# List of tasks
(1) In the court opinion below, list every document number cited in parentheses, each with the short name the opinion gives that filing.
(2) Render this sentence from the court opinion below into Spanish: "On January 17, Respondent filed a response in opposition (Response, doc. 89)."
(3) Carry the court opinion on Edwards' successive habeas petition forward from its last sentence.

# Source document
::::::::::

Opinion
Civil Action No. 3:10-CV-6-M
01-19-2017
(Death Penalty Case) MEMORANDUM OPINION AND ORDER TRANSFERRING SUCCESSIVE HABEAS PETITION
On January 10, 2017, Petitioner Terry Darnell Edwards, a Texas death-row inmate set for execution on January 26, filed a document purporting to be a motion to alter or amend judgment under Rule 60(b) of the Federal Rules of Civil Procedure (Motion, doc. 83). On January 13, Edwards file his related request to stay his execution (Stay Application, doc. 87), and on January 17, his amended request (Amended Stay Application, doc. 88). On January 17, Respondent filed a response in opposition (Response, doc. 89). Because Edwards' motion for relief under Rule 60(b) seeks to advance new claims, it is considered a successive petition that this Court lacks jurisdiction to consider and is transferred to the United States Court of Appeals for the Fifth Circuit along with the applications to stay his execution.

::::::::::

# Data shown

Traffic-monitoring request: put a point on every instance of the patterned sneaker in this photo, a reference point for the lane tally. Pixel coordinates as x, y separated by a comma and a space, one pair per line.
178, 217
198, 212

::::::::::

# Responses by task
(1)
- Motion, doc. 83
- Stay Application, doc. 87
- Amended Stay Application, doc. 88
- Response, doc. 89

(2) El 17 de enero, la parte demandada presentó una respuesta en oposición (Respuesta, doc. 89).

(3)
I. PROCEDURAL HISTORY
Edwards was convicted of capital murder and sentenced to death as a party to the July 2002 robbery and murder of two clerks in the sandwich shop where his employment had been terminated. (Mem. Op. and Order, doc. 22, at 1-2.) His conviction and sentence were affirmed on direct appeal. Edwards v. State, No. AP 74,844, 2006 WL 475783 (Tex. Crim. App. 2006). Edwards filed an application for a post-conviction writ of habeas corpus in state court that was denied by the Texas Court of Criminal Appeals ("CCA"). Ex parte Edwards, No. WR-73027-01, 2009 WL 4932198 (Tex. Crim. App. 2009). Edwards then filed a petition for writ of habeas corpus in this court (Petition, doc. 6), asserting six grounds for relief:
1. The trial court's denial of Edwards' motion to quash a panel of venirepersons that included James Redden deprived Edwards of a fair and impartial jury (Pet. at 30-34);(Mem. Op. and Order at 2.) This Court denied relief. Edwards v. Stephens, 2014 WL 3880437 (N.D. Tex. Aug. 6, 2014), certificate of appealability denied, 612 F. App'x 719 (5th Cir.), cert. denied, 136 S. Ct. 403 (2015). Edwards now seeks to alter or amend that judgment under Rule 60(b) of the Federal Rules of Civil Procedure.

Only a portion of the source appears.